- REQUIRED TASK: Output the lines between the one containing "Query: red hanging ornament" and the one containing "M49 99L49 116L50 117L51 116L51 99Z", inclusive, exactly as they appear in the listing.

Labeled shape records

+++

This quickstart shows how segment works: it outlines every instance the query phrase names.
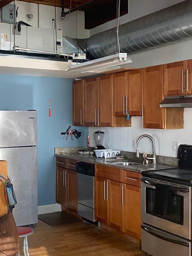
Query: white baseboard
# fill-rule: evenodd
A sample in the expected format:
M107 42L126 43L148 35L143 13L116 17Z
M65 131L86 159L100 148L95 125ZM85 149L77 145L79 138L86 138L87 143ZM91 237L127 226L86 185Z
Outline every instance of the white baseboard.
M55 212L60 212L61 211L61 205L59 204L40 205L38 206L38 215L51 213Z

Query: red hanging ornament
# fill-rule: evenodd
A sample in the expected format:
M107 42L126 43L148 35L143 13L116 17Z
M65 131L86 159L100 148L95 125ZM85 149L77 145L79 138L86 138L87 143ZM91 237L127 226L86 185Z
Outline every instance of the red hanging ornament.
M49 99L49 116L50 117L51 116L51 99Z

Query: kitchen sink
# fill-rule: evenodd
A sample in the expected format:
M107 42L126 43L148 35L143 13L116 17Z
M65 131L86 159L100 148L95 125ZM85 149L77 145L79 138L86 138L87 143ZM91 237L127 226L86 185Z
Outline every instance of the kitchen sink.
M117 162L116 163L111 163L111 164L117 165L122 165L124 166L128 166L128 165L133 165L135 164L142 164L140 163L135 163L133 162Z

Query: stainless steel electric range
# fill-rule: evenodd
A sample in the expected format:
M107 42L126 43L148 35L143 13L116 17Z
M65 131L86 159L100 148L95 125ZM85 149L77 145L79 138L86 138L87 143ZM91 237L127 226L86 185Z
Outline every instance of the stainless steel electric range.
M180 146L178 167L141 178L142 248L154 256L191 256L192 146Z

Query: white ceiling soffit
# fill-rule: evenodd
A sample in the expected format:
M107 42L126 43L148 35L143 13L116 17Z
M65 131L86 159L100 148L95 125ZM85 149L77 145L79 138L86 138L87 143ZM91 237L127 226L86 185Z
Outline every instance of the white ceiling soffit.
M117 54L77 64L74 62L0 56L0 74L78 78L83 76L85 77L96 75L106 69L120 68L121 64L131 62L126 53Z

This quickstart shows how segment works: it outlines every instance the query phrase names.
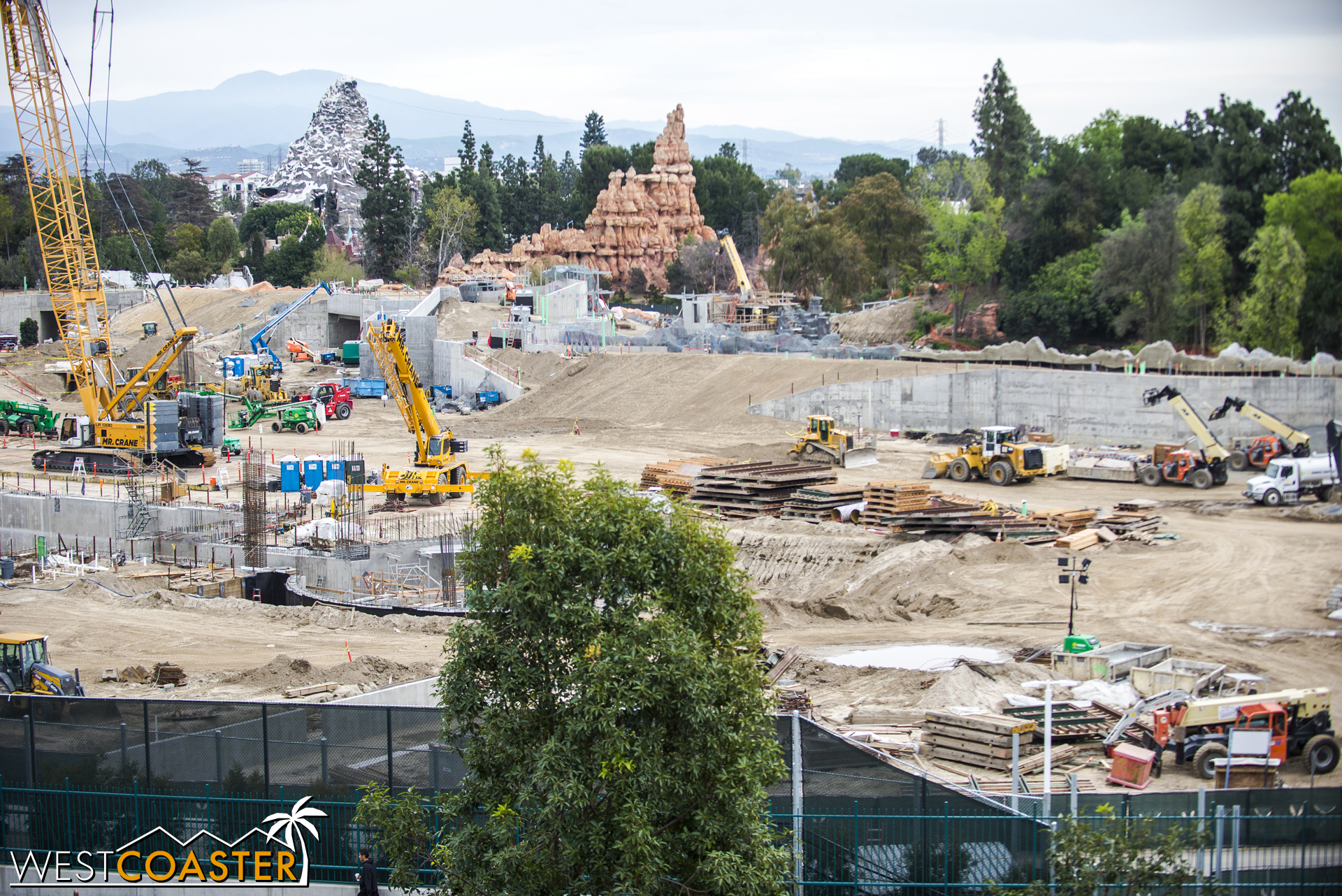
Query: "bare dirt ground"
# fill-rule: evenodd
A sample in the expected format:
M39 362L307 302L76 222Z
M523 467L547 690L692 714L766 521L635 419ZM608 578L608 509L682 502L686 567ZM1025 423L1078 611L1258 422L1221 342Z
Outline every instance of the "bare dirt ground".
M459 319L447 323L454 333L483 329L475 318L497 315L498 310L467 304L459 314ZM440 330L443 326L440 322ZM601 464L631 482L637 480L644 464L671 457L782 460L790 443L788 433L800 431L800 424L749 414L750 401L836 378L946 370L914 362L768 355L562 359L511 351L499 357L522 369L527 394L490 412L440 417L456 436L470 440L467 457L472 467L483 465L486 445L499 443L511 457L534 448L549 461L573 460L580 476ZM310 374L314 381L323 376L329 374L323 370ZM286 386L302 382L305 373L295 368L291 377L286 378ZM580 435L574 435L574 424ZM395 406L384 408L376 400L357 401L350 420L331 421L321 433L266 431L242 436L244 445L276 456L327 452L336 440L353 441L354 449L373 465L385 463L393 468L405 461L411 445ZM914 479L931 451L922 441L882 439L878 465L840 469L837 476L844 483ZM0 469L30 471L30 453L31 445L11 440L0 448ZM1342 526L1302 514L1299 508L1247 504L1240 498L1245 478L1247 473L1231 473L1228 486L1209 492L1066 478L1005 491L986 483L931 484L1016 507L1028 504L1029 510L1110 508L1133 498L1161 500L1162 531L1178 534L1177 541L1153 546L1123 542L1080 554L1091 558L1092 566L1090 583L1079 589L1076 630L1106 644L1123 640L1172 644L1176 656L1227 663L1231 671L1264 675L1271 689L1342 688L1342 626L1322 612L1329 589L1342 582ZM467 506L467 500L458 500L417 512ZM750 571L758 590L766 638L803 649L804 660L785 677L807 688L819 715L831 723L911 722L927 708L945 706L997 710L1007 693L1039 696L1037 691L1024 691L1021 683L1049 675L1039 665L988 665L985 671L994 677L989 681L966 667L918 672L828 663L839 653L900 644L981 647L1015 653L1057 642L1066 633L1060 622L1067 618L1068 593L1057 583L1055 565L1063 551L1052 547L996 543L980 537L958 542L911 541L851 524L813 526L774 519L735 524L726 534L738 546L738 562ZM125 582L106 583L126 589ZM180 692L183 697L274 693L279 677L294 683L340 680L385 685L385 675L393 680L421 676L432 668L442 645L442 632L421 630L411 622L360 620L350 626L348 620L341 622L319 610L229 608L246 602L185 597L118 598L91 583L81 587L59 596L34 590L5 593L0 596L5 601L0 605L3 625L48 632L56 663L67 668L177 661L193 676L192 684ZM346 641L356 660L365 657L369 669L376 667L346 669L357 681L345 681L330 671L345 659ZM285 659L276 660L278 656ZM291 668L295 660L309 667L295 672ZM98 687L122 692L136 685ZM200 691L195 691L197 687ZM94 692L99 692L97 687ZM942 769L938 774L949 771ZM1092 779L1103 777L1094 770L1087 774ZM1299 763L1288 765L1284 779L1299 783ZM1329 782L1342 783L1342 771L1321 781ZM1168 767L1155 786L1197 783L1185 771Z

+++

- WRITTEN REPLY:
Query: red hanging ornament
# fill-rule: evenodd
A sample in the expected format:
M107 42L126 43L148 35L143 13L116 17Z
M65 131L86 159L100 148L95 125ZM85 149L77 145L79 138L86 138L87 143ZM91 237L127 226L86 185Z
Outline every instance of the red hanging ornament.
M49 99L49 116L50 117L51 116L51 99Z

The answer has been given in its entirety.